Reproduce exactly the stretch of lines running from the line with "Target: blue plastic shovel" to the end of the entries below.

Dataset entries
════
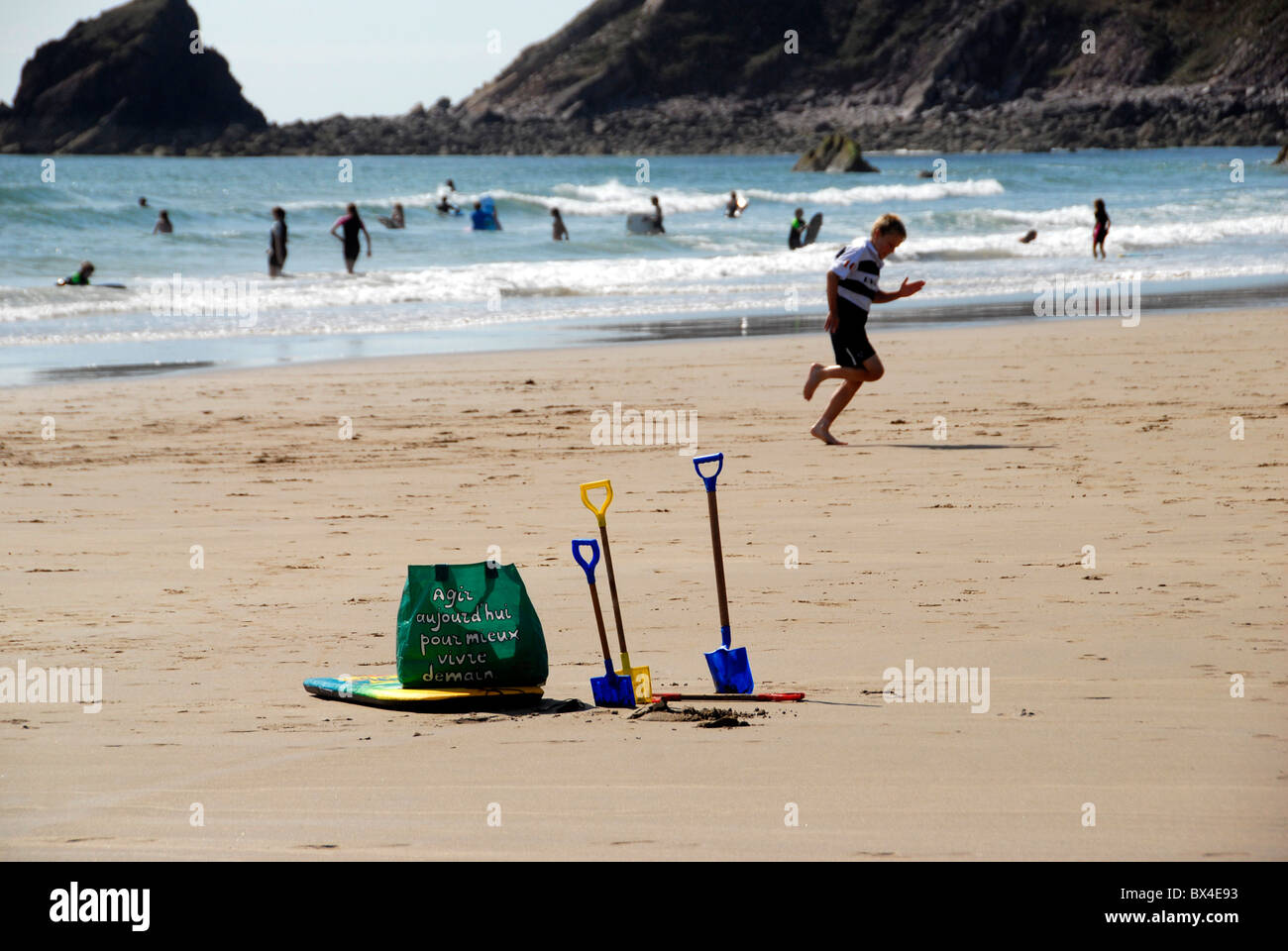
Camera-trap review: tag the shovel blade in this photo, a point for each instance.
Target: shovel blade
(730, 671)
(612, 689)
(642, 680)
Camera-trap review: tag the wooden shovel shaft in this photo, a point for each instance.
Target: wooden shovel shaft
(715, 544)
(599, 622)
(612, 586)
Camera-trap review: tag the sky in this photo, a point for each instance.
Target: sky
(313, 58)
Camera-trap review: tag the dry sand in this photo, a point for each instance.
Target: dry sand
(1108, 686)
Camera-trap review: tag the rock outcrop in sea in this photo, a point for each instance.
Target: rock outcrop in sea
(128, 80)
(836, 153)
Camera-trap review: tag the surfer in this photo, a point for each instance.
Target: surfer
(481, 219)
(277, 244)
(798, 228)
(80, 277)
(395, 221)
(851, 289)
(1102, 230)
(559, 231)
(445, 205)
(352, 224)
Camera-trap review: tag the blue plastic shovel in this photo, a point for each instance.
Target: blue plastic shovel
(609, 689)
(729, 665)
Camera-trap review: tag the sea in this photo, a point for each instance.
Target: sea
(1196, 227)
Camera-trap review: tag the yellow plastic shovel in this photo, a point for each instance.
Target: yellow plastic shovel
(642, 680)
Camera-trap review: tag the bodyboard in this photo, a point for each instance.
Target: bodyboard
(389, 693)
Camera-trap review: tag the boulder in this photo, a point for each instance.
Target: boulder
(128, 77)
(836, 153)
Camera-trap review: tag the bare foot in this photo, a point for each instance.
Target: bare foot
(812, 379)
(819, 432)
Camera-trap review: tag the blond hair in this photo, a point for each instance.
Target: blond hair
(888, 224)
════
Written answer
Target: blue plastic shovel
(609, 689)
(729, 665)
Camera-trap review: tag the sea in this photo, a point for each instance.
Target: sea
(1196, 227)
Camera-trap review: tag the yellow plastic shovel in this photo, a point for each instance.
Target: yellow plastic shovel
(642, 680)
Camera-trap review: tag the bodyboard in this photo, a point for each instance.
Target: bodyboard
(389, 693)
Camera-trap review: tag the boulder in this photo, a point for each instance.
Target: boulder
(128, 77)
(836, 153)
Camera-trap review: tag the bare foot in this photo, a point for each instance.
Target: bare foot
(812, 379)
(819, 432)
Camera-trap review: tag the blond hair in this photo, a point for each instance.
Target: blond hair
(888, 224)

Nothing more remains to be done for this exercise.